### [GIVEN INSTRUCTION]
Duplicate the data below word for word, from the line containing "Mark every instance of the white church" up to and including the line containing "pixel 280 137".

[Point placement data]
========================
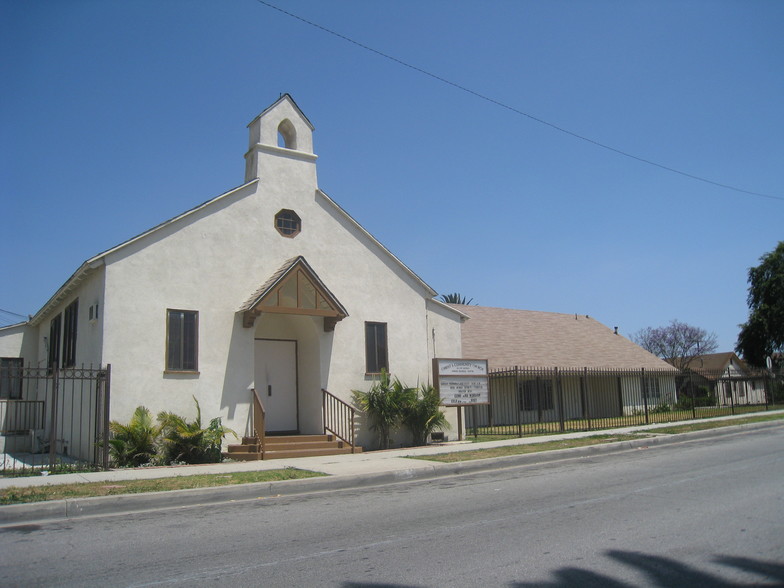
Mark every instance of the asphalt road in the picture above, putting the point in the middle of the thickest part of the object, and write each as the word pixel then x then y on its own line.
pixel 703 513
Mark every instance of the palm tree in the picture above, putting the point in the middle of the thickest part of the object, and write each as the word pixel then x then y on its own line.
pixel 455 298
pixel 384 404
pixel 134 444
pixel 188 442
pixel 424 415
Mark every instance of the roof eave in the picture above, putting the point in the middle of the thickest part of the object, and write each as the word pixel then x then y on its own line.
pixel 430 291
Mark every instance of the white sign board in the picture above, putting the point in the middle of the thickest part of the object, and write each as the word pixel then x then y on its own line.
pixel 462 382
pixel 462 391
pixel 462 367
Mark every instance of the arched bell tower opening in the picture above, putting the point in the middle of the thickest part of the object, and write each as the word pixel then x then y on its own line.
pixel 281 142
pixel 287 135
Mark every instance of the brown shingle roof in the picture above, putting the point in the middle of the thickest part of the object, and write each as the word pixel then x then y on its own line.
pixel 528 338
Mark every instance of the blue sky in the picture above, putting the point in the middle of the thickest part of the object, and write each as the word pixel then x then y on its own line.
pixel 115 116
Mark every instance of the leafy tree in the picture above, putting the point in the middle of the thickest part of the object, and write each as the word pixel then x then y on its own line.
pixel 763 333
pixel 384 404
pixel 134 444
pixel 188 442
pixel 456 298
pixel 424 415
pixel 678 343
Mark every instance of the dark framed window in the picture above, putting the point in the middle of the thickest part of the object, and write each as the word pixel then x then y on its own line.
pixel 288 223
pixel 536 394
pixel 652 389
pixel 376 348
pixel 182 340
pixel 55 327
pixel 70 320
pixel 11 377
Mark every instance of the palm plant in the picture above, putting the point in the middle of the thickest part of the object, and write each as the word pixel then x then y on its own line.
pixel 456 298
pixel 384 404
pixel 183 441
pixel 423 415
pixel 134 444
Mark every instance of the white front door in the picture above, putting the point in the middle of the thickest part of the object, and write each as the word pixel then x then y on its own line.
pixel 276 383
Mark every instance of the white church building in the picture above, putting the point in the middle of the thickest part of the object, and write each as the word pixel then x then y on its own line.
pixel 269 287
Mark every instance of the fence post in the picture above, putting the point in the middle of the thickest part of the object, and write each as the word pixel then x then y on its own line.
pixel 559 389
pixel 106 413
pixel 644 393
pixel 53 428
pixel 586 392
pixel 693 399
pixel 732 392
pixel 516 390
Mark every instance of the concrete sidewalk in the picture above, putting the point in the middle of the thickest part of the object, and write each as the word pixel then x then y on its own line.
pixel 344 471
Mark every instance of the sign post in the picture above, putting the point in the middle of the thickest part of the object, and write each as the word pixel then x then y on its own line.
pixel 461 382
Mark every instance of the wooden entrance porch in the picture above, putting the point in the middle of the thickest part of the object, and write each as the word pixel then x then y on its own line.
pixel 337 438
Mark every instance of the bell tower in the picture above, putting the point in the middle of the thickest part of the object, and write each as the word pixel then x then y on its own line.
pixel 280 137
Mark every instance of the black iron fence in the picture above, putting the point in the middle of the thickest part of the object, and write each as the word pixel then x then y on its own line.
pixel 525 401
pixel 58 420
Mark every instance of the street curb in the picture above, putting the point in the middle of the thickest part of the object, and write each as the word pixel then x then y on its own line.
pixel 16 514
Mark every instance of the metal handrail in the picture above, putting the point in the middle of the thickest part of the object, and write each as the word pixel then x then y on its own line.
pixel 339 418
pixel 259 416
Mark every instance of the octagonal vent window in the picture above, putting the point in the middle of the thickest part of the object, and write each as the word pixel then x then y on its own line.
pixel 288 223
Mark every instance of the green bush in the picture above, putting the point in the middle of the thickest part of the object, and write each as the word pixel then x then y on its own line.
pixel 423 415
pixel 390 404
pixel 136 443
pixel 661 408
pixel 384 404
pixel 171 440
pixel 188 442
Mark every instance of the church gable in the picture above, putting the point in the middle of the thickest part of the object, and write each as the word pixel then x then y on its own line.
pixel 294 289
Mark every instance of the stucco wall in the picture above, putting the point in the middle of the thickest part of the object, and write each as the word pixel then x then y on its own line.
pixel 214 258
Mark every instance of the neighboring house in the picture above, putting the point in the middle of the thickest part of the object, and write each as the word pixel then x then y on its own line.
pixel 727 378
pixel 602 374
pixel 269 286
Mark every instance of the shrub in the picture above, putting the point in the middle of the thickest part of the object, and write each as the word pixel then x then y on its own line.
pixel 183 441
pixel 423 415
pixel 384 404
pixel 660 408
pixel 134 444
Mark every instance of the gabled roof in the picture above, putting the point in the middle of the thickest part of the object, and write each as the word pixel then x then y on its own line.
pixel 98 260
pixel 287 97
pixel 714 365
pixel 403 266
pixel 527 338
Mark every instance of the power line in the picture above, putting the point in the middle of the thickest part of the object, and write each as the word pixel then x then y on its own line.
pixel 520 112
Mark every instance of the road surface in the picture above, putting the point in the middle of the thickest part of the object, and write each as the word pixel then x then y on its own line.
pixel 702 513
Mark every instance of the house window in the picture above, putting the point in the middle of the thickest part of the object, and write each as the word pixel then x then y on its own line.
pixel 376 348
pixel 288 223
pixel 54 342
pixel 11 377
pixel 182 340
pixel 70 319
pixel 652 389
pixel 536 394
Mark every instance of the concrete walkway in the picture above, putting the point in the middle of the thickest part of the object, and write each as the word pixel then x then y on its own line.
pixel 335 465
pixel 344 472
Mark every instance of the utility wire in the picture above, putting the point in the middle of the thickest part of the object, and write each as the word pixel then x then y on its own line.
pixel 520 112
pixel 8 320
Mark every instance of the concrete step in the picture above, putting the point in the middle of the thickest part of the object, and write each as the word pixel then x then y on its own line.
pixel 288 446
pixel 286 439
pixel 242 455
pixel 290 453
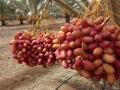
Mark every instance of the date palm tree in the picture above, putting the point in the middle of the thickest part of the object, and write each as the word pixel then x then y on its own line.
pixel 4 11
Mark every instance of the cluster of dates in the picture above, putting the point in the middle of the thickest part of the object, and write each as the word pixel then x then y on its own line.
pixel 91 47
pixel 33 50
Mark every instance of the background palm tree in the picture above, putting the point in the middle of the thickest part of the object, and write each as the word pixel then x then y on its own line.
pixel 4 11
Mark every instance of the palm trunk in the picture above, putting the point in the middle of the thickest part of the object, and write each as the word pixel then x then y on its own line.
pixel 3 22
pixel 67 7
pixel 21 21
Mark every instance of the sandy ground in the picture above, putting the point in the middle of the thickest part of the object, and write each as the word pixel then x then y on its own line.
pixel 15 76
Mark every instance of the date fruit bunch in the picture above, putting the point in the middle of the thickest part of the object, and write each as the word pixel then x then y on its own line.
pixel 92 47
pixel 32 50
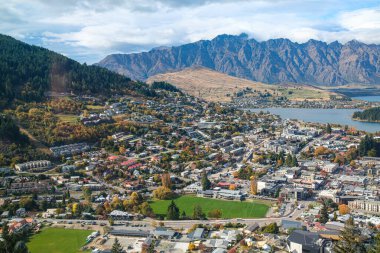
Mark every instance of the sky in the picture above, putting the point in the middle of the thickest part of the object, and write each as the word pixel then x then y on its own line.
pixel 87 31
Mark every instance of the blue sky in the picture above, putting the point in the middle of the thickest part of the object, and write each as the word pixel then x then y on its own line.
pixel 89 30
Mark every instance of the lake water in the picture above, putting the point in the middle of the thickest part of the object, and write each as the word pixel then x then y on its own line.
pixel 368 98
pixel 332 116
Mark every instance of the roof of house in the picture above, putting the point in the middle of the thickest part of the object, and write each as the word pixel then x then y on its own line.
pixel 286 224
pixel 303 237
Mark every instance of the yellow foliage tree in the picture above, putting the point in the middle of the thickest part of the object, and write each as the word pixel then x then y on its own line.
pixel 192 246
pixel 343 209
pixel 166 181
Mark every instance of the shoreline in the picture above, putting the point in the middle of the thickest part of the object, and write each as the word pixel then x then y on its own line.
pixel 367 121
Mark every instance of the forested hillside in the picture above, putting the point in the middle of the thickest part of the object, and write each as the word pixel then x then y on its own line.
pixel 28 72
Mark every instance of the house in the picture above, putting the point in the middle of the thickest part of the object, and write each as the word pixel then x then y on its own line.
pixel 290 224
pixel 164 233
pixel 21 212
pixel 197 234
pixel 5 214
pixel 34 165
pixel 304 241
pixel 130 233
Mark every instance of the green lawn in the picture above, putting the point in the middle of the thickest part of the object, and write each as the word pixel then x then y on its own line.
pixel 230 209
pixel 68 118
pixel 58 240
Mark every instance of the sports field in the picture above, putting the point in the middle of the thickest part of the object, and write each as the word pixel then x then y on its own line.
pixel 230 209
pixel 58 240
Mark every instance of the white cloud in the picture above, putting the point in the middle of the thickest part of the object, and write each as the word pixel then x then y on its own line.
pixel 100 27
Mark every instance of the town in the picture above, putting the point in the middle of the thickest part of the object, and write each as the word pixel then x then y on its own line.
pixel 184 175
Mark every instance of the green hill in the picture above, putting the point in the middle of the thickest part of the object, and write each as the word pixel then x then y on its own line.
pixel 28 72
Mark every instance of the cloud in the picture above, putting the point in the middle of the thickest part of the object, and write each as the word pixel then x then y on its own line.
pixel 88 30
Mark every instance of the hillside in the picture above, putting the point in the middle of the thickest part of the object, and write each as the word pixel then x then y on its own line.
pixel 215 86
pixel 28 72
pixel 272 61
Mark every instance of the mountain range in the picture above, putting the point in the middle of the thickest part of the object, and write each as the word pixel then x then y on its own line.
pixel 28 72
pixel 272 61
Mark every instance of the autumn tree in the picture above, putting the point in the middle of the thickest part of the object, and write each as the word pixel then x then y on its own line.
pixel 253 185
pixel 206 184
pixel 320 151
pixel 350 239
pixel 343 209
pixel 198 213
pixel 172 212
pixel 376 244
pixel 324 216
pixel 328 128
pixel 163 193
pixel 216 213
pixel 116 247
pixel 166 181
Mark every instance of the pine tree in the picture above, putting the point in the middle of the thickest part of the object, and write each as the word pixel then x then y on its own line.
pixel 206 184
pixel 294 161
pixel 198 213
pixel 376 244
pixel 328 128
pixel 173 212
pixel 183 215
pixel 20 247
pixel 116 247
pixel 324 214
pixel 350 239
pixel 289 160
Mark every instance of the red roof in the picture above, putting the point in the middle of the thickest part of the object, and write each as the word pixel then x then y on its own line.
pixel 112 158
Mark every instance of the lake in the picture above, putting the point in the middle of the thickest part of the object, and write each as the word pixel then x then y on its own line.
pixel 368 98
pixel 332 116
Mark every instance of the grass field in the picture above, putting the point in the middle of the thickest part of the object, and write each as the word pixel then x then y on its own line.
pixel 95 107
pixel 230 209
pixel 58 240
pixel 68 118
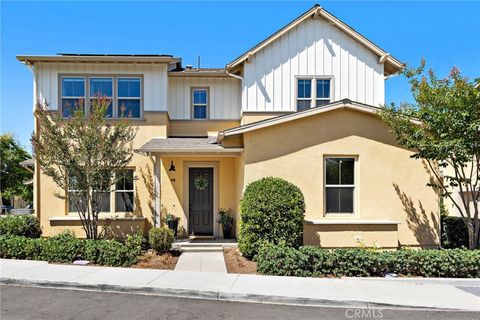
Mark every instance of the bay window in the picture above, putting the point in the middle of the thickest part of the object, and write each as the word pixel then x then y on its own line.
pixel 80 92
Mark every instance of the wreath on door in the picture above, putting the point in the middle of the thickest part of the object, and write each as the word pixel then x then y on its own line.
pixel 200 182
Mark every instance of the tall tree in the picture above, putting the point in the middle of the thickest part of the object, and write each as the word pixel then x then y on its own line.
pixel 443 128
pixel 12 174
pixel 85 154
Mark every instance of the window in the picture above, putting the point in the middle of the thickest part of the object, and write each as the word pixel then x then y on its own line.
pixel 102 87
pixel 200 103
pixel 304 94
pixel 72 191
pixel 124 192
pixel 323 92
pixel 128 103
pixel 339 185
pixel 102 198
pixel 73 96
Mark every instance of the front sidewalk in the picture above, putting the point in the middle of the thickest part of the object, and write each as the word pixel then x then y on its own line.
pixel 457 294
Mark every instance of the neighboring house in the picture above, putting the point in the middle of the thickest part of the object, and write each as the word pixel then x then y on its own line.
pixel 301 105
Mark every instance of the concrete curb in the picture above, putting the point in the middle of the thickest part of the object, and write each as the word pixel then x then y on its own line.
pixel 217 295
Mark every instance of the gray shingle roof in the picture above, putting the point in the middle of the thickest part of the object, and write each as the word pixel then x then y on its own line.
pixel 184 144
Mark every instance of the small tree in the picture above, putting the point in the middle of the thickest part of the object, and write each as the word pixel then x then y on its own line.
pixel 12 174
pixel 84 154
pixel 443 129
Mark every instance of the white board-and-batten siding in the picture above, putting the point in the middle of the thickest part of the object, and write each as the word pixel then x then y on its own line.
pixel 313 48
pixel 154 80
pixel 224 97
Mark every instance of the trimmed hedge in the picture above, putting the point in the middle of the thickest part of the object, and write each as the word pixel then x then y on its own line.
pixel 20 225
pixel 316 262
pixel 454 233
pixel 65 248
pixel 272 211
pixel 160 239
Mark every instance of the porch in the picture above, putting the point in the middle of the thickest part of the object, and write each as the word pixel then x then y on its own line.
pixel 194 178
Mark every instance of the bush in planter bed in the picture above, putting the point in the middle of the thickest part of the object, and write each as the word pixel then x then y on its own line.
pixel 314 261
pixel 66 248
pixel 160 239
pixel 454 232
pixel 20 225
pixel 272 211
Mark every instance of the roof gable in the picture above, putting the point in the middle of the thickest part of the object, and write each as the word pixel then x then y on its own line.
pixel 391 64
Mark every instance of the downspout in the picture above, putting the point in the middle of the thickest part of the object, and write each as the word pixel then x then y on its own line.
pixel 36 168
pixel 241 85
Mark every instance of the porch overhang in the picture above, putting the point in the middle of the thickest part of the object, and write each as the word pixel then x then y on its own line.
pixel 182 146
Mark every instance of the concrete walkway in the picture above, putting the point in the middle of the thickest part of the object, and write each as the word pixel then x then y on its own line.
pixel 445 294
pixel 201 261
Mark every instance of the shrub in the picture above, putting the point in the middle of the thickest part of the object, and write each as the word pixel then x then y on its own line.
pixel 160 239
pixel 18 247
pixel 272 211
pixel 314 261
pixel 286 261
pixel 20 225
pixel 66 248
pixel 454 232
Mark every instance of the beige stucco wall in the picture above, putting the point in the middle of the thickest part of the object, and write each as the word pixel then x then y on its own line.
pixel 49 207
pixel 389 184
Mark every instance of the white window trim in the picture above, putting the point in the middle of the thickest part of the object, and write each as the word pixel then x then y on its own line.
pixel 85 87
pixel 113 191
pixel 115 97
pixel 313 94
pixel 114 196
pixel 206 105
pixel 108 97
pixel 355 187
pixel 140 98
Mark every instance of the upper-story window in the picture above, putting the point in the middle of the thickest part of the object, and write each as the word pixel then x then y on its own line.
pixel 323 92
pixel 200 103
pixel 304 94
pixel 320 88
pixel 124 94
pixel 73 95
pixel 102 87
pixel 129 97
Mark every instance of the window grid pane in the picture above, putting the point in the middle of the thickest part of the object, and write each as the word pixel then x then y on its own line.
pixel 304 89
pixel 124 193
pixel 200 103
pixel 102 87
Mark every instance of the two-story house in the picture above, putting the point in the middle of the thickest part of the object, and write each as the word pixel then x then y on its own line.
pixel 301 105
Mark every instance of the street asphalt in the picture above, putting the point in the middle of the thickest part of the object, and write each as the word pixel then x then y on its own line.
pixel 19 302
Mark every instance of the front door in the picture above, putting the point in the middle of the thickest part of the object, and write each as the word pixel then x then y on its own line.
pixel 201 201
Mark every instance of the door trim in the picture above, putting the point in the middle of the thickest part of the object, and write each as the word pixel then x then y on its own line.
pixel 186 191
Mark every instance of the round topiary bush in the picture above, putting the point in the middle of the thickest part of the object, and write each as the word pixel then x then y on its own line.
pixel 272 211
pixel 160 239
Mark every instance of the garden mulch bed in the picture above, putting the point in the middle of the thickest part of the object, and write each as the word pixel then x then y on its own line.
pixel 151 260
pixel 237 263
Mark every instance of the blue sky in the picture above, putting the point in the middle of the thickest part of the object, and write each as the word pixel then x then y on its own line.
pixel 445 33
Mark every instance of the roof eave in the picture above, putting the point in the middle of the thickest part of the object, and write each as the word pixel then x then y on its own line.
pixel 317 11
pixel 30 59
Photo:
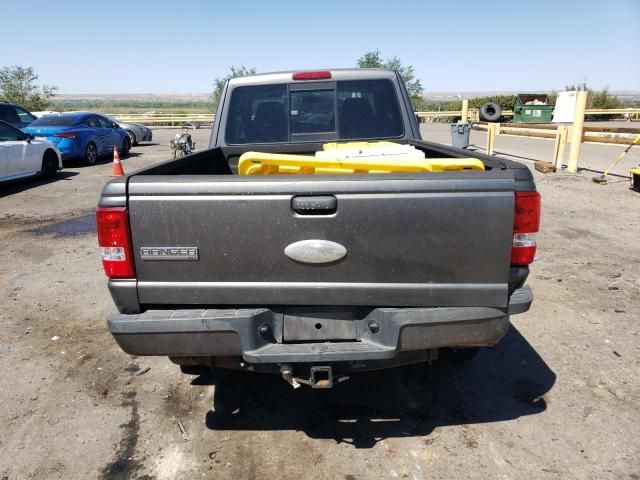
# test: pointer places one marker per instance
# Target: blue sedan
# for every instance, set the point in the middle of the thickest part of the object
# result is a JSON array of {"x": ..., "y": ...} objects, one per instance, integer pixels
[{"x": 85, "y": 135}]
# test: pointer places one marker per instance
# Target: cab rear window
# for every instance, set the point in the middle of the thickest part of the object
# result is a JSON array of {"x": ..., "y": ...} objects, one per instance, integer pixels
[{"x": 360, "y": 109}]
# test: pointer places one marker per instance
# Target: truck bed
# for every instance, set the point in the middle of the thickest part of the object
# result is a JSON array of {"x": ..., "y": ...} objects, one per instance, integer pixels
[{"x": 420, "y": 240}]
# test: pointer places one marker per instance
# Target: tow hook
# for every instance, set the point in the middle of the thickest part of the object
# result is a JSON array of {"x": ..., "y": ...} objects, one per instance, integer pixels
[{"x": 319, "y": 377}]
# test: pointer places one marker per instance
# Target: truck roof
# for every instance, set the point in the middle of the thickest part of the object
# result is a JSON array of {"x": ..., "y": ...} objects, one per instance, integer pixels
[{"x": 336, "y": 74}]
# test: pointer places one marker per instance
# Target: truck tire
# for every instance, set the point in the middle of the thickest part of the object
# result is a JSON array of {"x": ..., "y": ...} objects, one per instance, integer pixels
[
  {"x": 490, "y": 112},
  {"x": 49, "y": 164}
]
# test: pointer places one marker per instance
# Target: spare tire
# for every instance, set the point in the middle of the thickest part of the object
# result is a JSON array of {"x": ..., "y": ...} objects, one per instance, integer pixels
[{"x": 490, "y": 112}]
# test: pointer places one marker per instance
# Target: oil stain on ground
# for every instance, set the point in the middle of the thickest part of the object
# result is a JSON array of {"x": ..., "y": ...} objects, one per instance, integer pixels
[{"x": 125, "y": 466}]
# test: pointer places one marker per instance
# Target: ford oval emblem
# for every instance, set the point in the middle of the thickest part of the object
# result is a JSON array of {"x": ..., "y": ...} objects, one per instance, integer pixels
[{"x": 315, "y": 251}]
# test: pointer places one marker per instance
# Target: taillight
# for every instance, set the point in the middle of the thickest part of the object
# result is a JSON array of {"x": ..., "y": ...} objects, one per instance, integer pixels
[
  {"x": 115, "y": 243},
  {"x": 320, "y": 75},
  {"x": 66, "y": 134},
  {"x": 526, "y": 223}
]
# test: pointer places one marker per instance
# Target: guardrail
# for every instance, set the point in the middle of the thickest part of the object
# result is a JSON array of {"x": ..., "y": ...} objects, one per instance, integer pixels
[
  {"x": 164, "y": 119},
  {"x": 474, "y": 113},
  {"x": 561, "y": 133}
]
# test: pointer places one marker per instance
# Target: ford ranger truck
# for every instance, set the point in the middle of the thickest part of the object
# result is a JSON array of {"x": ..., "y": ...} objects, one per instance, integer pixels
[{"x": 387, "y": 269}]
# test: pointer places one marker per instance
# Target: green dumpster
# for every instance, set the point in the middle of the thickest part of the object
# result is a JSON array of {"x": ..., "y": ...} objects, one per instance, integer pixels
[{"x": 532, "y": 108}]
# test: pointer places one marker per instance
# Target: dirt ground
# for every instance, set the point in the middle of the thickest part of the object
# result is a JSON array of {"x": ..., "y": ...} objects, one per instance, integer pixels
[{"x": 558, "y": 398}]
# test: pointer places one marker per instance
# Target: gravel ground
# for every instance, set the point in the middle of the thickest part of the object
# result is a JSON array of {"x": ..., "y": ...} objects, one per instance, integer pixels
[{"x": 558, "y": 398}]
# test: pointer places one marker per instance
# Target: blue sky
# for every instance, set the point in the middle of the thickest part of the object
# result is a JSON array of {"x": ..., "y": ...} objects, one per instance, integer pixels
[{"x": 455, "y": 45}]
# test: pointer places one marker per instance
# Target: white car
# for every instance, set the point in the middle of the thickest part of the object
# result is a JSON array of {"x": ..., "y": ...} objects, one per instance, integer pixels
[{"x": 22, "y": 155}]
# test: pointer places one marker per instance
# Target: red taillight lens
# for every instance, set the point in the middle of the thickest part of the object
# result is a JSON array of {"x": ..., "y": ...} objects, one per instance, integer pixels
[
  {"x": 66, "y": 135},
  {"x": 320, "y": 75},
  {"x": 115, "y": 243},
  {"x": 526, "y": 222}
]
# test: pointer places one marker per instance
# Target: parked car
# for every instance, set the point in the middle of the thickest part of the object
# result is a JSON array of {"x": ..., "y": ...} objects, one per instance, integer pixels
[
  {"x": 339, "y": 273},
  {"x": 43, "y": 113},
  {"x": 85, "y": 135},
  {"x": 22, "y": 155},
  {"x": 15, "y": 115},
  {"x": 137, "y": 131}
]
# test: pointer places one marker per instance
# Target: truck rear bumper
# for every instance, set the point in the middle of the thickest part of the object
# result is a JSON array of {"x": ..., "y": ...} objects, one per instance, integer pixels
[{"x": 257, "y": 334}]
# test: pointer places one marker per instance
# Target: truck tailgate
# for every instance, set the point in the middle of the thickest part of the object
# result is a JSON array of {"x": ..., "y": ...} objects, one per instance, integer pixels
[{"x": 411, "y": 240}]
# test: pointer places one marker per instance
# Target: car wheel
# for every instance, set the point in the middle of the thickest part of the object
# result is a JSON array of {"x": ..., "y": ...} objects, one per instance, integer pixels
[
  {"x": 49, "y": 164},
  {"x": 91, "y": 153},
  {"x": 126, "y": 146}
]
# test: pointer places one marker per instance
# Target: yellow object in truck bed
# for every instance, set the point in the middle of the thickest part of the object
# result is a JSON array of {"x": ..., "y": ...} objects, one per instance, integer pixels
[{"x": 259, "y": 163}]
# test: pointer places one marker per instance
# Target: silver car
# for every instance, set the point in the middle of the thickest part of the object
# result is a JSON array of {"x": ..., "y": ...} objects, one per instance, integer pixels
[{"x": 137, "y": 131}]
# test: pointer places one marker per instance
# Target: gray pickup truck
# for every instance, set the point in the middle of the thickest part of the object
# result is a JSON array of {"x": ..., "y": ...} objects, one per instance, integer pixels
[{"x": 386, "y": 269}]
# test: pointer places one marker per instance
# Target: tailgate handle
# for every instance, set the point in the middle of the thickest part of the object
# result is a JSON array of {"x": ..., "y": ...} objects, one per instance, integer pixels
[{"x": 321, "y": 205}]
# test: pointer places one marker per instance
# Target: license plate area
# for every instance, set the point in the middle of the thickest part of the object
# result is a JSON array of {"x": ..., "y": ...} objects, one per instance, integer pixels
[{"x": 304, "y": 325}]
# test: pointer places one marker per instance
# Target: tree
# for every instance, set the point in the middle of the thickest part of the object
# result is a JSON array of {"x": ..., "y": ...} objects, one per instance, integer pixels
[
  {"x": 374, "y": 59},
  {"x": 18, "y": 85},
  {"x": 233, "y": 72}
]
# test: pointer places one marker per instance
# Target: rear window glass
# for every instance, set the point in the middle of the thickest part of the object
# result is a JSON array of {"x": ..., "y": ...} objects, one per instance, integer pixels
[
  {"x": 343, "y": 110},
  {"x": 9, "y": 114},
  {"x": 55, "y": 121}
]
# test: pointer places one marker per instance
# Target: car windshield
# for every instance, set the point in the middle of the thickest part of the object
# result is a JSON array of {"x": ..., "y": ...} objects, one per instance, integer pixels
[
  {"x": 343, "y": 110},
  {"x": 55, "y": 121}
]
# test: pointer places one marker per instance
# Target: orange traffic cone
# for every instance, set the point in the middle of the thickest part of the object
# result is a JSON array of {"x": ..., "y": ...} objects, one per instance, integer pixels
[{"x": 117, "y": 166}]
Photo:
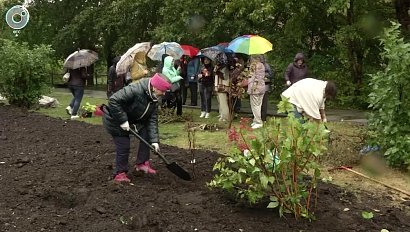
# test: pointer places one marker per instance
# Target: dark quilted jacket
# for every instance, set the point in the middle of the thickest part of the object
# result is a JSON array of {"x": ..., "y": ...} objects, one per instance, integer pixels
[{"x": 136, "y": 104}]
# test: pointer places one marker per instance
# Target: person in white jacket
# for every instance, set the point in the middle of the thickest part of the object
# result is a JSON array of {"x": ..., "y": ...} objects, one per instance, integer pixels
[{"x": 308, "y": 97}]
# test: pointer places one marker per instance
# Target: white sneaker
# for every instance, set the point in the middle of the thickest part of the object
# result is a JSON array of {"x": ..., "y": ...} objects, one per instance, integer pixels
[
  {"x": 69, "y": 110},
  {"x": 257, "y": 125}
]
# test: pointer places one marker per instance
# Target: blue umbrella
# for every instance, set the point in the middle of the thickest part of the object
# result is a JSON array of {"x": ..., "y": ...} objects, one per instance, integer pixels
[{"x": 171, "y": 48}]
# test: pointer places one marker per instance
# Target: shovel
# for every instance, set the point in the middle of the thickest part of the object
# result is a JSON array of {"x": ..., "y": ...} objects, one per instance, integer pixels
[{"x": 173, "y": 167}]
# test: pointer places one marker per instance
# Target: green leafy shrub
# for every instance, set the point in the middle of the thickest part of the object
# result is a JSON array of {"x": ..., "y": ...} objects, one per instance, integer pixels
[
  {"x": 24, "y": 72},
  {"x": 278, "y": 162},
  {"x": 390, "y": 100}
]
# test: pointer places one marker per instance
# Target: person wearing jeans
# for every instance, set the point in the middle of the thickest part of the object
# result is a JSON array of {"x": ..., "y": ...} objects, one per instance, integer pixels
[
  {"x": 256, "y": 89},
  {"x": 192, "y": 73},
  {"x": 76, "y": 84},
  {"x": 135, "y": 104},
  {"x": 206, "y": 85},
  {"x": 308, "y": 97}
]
========================
### [REPLY TO THE EXERCISE]
Mark every instance of the white church building in the picture above, putting the point in the middle of the thickest part of the object, and write each as the word pixel then x then y on its own line.
pixel 269 287
Mark every instance of the fence post in the picture above, putting the point in the middle of the thickest part of the object, and write each as the word pixel then x then y on its own line.
pixel 559 389
pixel 106 413
pixel 644 393
pixel 53 428
pixel 586 392
pixel 693 399
pixel 732 392
pixel 516 390
Mark every instance of the concrete sidewalk in the picture above, putting the point in the middle of the thickest part of the object, and write each as the word pixel then x then y on its own line.
pixel 344 471
Mark every instance of the sign post in the picture above, putting the point in the middle of the thickest part of the object, and write each as the word pixel then x then y on its own line.
pixel 461 382
Mark every instance of the wooden entrance porch in the picture above, putting the point in the middle of the thickest part of the object, and write each as the word pixel then x then y on its own line.
pixel 337 438
Mark every instance of the bell tower in the picture above, putting the point in the middle of the thickest part of the object, and write each as the word pixel then x then y on its own line.
pixel 280 137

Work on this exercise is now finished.